>> begin

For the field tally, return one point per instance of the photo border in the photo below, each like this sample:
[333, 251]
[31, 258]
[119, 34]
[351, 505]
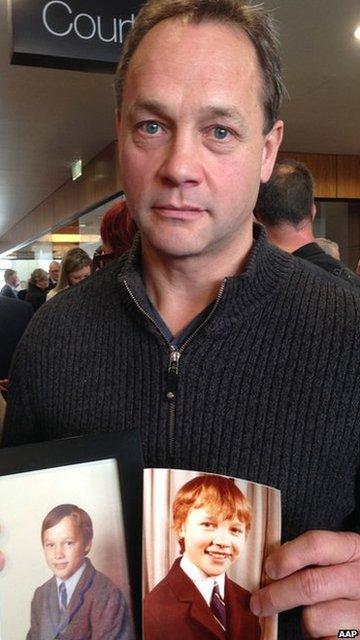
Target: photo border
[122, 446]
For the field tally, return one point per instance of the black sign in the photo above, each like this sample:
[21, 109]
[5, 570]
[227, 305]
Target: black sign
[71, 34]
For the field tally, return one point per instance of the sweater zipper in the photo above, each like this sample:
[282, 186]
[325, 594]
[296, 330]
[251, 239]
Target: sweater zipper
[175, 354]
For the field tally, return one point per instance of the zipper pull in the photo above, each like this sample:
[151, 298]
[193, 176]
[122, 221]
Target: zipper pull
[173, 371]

>> end

Each record above should be copied character for character, with pictures dropped.

For the field tally, return one point per instance of the photo border in the photo below, each like this sample:
[333, 251]
[31, 258]
[119, 34]
[351, 505]
Target: photo border
[122, 446]
For the field tally, return one point per instance of the black sign in the photo above, each like this sample:
[21, 109]
[5, 570]
[227, 305]
Target: black sign
[71, 34]
For the field tally, return one point per instance of the sweater zipper in the photo above, each like this sample:
[282, 186]
[325, 594]
[296, 330]
[251, 239]
Target: sweater zipper
[175, 354]
For the field tally, return one point per instance of the zipper pull in the photo above, each like this sample:
[151, 298]
[193, 176]
[122, 221]
Target: zipper pull
[173, 371]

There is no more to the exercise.